**Listed entries**.

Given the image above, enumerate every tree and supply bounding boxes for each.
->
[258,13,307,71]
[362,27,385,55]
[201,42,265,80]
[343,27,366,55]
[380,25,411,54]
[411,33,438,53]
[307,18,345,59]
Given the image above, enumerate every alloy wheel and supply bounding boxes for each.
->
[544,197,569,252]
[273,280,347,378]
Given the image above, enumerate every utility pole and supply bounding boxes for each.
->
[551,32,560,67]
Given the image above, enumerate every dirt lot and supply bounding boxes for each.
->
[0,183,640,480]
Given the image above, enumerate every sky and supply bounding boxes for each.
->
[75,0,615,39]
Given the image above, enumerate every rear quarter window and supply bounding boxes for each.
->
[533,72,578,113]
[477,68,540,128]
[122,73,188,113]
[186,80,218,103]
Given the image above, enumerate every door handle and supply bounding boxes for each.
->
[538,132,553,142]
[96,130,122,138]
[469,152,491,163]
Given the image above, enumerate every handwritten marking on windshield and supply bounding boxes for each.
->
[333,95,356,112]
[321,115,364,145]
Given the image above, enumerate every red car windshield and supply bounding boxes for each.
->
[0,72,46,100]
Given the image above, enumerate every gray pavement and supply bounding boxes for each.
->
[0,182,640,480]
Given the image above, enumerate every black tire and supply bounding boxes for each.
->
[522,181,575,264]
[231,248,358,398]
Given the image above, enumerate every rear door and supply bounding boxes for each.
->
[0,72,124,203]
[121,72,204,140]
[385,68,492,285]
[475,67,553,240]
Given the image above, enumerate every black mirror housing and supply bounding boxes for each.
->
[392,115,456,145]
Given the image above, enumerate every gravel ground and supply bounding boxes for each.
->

**Task description**.
Please present the lines above as a Markdown table with the columns "Row" and "Line", numbering each row and omitting blank lines.

**The result**.
| Row | Line |
|---|---|
| 1 | Given the image above, enumerate every tree and supply bounding boxes for each. |
| 2 | -> |
| 3 | [258,13,307,71] |
| 4 | [362,27,385,55] |
| 5 | [201,42,265,80] |
| 6 | [343,27,366,55] |
| 7 | [380,25,411,54] |
| 8 | [411,33,438,53] |
| 9 | [307,18,345,59] |
| 10 | Given the image above, enumerate every alloy wheel and supply bounding boxes for each. |
| 11 | -> |
| 12 | [544,197,569,252] |
| 13 | [273,280,347,378] |
| 14 | Given the image above, enumerate every utility pole and supply bounding boxes for each. |
| 15 | -> |
| 16 | [551,32,560,67] |
| 17 | Given the image above, enumerate every dirt lot and supply bounding boxes for each. |
| 18 | -> |
| 19 | [0,183,640,480] |
| 20 | Given the image above, enumerate every sky and supply bounding boxes for each. |
| 21 | -> |
| 22 | [75,0,615,39] |
| 23 | Given the image above, enumerate every rear quarter window and supply bounding boxes for each. |
| 24 | -> |
| 25 | [533,72,578,113] |
| 26 | [477,68,540,128] |
| 27 | [122,73,188,113] |
| 28 | [186,80,218,103] |
| 29 | Given the image above, enumerate every door handle and supply bounding boxes for each. |
| 30 | -> |
| 31 | [538,132,553,142] |
| 32 | [96,130,122,138] |
| 33 | [469,152,491,163] |
| 34 | Given the image above, enumerate every handwritten marking on windshield and supply bounding boxes for each. |
| 35 | -> |
| 36 | [333,95,356,112] |
| 37 | [321,115,364,145] |
| 38 | Given the image above, enumerate every red car windshield and supply bounding boxes for each. |
| 39 | -> |
| 40 | [0,72,46,100] |
| 41 | Given the image above, enumerate every gray pavement and supply bounding boxes for each. |
| 42 | -> |
| 43 | [0,182,640,480] |
| 44 | Given the image above, enumerate every black tire and supply bounding boxes for each. |
| 45 | -> |
| 46 | [522,181,575,264] |
| 47 | [231,248,358,398] |
| 48 | Given the image above, enumerate every rear door and supply bounding boxes for each. |
| 49 | -> |
| 50 | [0,72,124,203] |
| 51 | [121,72,204,140] |
| 52 | [385,68,492,285] |
| 53 | [475,67,553,240] |
| 54 | Given the image above, enumerate every black mirror housing and supply bounding boxes for each. |
| 55 | -> |
| 56 | [392,115,456,145] |
| 57 | Given the image above, enumerate every gravel ground and supply bounding boxes for each. |
| 58 | -> |